=== Exercise task 1 ===
In the excerpt on section 38 of the Anti-terrorism Act, when does a section 38.13 certificate expire?
=== Exercise task 2 ===
Please rewrite the stretch from "These comments suggest" through "should be repealed." in the excerpt on section 38 of the Anti-terrorism Act, changing "extraordinary power" to "exceptional power".
=== Exercise task 3 ===
Carry on the excerpt on section 38 of the Anti-terrorism Act beyond its final sentence.

=== Document excerpt ===
==*==
Justice Lutfy also noted that s.38.11 required hearings and appeals to be heard in private; he commented as follows:

... the need for privacy during all sessions of a proceeding involving secret information has been successfully challenged in the context of the Privacy Act, R.S.C.1985, c. P-21: Ruby v. Canada (Solicitor General), [2002] 4 S.C.R. 3 at paragraphs 52-60 . . . The Supreme Court of Canada, in its recent consideration of another provision of the Anti-terrorism Act , has reiterated the importance of the public's access to court proceedings. The open court principle is a cornerstone of our democracy and '... is not lightly to be interfered with': Vancouver Sun (Re), 2004 SCC 43 at paragraphs 23-27. Section 38 is the antithesis to this fundamental principle. These post scriptum comments concerning the Court's experience in this and other section 38 proceedings may be relevant to those involved in the review of the anti-terrorism legislation. They may wish to consider whether certain provisions in section 38 unnecessarily fetter the open court principle.17

These comments suggest that at least one expert observer who is experienced with s.38 and the need for secrecy believes that parts of s.38 go too far in requiring secrecy about judicial proceedings. The mandatory closed court provisions in ss.38.02 and 38.11 go against the Supreme Court's approach which favours a discretionary and proportionate approach to the balance between open courts and national security.18

Executive override

The Anti-terrorism Act further amended the s.38 procedures by permitting the Attorney General to override a Federal Court order that the information should be disclosed. This extraordinary power is unnecessary in view of the judicial rigour that already exists in the process under s.38.06, and should be repealed.

Section 38.06 appropriately allows the judge to determine the balance of the competing interests in disclosure and national security. This provision is already very sensitive to state interests in national security and defence, as evidenced from recent jurisprudence from the Federal Court of Appeal.19

At present, however, where the above s.38.06 process results in an order to disclose all or some information, the Attorney General can override or trump that process by issuing a certificate under section 38.13. This certificate prohibits the disclosure of information in connection with a proceeding for the purpose of protecting information obtained in confidence from, or in relation to, a foreign entity or for the purpose of protecting national defence or national security. A section 38.13 certificate issued by the Attorney General expires 15 years after it is issued but may be re-issued.20

In my view, there is a real question of whether the certificate process contemplated under s.38.13 is necessary, given the judicial balancing test of s.38.06. Section 38.13 allows the executive to trump judicial and other adjudicative orders for disclosure. It is no answer on the part of the Attorney General to say that the section 38.13 certificate power has never been used. Just as we object to an actual infringement of individual rights, we object to the potential to do so. The onus is on the government to justify the utility of retaining this power. Should it be retained, it would be appropriate for this extraordinary executive intervention in judicial processes for disclosure of information to be subject to the same sunset and reporting provisions as apply to the use of investigative hearings and preventive arrests — that is, a five year renewable sunset and annual reports on the use of this power .

In the event that s.38.13 is retained, the Committee should consider recommending that the legislation allow appeals from the judicial review of an Attorney General's certificate provided for under s. 38.131, or allow the review to be conducted by three as opposed to one judge of the Federal Court of Appeal. This would encourage greater checks and balances and the possibility for the expression of dissent. It would also ensure greater fairness, in that section 38.131 does not provide for any balancing of the competing interests of disclosure and national security as allowed under s.38.06.21

In conclusion, in its review of the Anti-terrorism Act, the Committee should require the Government of Canada to demonstrate the necessity of those measures which limit access of individuals to information that may incriminate them and which, de facto , challenge procedural fairness and the open court principle.
==*==
=== Data section ===
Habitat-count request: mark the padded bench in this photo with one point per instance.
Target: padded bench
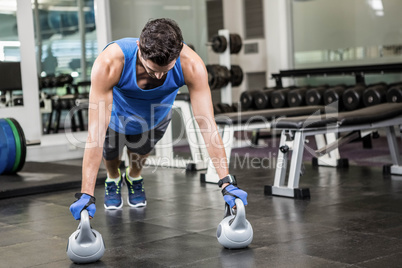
==*==
=== Reply 1 ===
It expires 15 years after it is issued, though it may be re-issued.

=== Reply 2 ===
These comments suggest that at least one expert observer who is experienced with s.38 and the need for secrecy believes that parts of s.38 go too far in requiring secrecy about judicial proceedings. The mandatory closed court provisions in ss.38.02 and 38.11 go against the Supreme Court's approach which favours a discretionary and proportionate approach to the balance between open courts and national security.18

Executive override

The Anti-terrorism Act further amended the s.38 procedures by permitting the Attorney General to override a Federal Court order that the information should be disclosed. This exceptional power is unnecessary in view of the judicial rigour that already exists in the process under s.38.06, and should be repealed.

=== Reply 3 ===
III. Impact of Cumulative Encroachments

The Anti-terrorism Act should not be viewed in isolation. It was just one of several measures introduced in the wake of the September 11 attacks. Although I appreciate that the Committee's formal mandate is limited to reviewing the Anti-terrorism Act , I urge the Committee to step back and examine the cumulative impact of these measures on the privacy rights of Canadians.

Bill C-44, An Act to amend the Aeronautics Act22, was passed in late 2001. It authorized Canadian air carriers to disclose personal information about airline passengers to the customs and immigration authorities of a foreign state. This Bill was passed in response to U.S. legislation, the Aviation and Transportation Security Act23, which required international air carriers landing in the United States to provide U.S. customs officials with certain information about the passengers and crew members on board the aircraft. While my predecessor was able to persuade the government to impose privacy-protective limitations on the system, the fact of the increased surveillance remains.

The Public Safety Act of last year is arguably companion legislation to the Anti-terrorism Act, and I believe it equally deserving of careful post-enactment review. Among other things it allows the Minister of Transport, the RCMP and CSIS to require air carriers and operators of aviation reservation systems to provide them with information about airline passengers. As I noted above, the use of this information is not confined to the purposes of anti-terrorism. As well, the Act amended the Personal Information Protection and Electronic Documents Act24 to allow organizations to collect personal information, without consent, for the purposes of disclosing this information to government, law enforcement and national security agencies. When I appeared before the Senate Standing Committee on Transport and Communications to discuss the Act, I objected to the legislation on the grounds that it was far too broad and that "it co-opts private sector organizations by pressing them into service in support of law enforcement activities." I stand by that assessment of the Act.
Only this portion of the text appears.